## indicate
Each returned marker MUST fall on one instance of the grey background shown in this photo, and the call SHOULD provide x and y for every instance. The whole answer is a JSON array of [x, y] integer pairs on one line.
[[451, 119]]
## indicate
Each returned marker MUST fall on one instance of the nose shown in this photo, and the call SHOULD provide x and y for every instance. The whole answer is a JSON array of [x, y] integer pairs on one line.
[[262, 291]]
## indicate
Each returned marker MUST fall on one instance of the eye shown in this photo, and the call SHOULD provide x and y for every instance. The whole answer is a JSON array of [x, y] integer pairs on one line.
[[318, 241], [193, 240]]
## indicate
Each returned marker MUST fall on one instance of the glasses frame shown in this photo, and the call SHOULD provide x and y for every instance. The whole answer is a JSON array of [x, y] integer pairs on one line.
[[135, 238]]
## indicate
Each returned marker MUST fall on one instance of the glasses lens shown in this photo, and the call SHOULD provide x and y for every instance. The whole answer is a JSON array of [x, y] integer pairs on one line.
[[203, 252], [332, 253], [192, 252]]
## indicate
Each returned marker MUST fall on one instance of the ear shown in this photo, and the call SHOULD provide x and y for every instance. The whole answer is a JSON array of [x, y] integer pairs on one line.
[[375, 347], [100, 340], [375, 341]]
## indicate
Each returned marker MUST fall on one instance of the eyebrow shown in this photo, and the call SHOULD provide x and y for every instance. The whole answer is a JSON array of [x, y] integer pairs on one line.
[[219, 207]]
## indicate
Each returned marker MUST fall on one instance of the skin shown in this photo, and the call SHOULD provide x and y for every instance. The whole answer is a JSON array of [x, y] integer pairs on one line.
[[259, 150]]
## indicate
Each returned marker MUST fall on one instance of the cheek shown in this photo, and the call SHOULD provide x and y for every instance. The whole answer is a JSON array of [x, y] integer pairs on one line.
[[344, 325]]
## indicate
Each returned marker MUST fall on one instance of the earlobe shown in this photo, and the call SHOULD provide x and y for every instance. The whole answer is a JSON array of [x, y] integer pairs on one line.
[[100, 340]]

######

The problem:
Every entry above must be reproduced word for word.

Output of the exercise:
## indicate
Each returned marker MUST fall on one instance of the grey background shown in this photo, and the call SHOULD provide x and y for every instance. The whole answer is a JSON array of [x, y] integer pairs on one line.
[[451, 119]]
## indicate
Each returned marker MUST fall on one instance of the nose shown in this photo, and the call SHOULD provide x and y for every instance. The whole answer is a JSON array of [x, y] integer pairs on one line.
[[262, 291]]
## indicate
Each returned marker MUST fall on one instance of the eye shown in this photo, and the call SHOULD provide x and y for every instance. The whole answer is a JSON array of [x, y] integer pairs on one line.
[[318, 241], [193, 240]]
## indicate
Each returned marker MUST fall on one instance of the glasses frame shown in this photo, and the call SHOULD provide x and y for every instance. The whole answer is a JSON array of [x, y] integer pairs on one line.
[[135, 238]]
## indicate
Each returned marker MUST fall on one instance of the glasses lens shown in this photo, and the call SHOULD provide x and y for every instance. The whole answer is a JSON array of [x, y] integer pairs on one line.
[[203, 252], [332, 253], [192, 252]]
## indicate
Each returned marker MUST fall on one instance of the ear shown in this photo, and the call SHOULD provide x and y for every instance. The whole answer is a JSON array of [x, y] integer pairs on one line.
[[375, 347], [100, 340], [375, 341]]
## indicate
Each returned marker MUST fall on one instance of the eyebrow shown in this photo, and the call SHOULD provide x and y for every instance. The whole answer is a JSON array of [x, y] integer pairs on one line.
[[219, 207]]
## indicate
Each returned marker MUST fall on one instance of the skin shown in this photo, and the call SHOULD provide x and y for every instance. The whole answer is a JSON array of [x, y] integer pairs on one line.
[[259, 150]]
## indicate
Each returned marker MUST fall on one instance of the cheek shown in this photo, and the call SHOULD provide x and y for every instance. The whole answer is a JSON array of [x, y] integer pairs on one line.
[[344, 325]]
## indicate
Each returned marker MUST fall on one instance of the earlobe shown in this photo, and the call SHOULD provide x and y for every instance. The whole answer is a JSON array of [x, y] integer pairs on one line.
[[100, 340]]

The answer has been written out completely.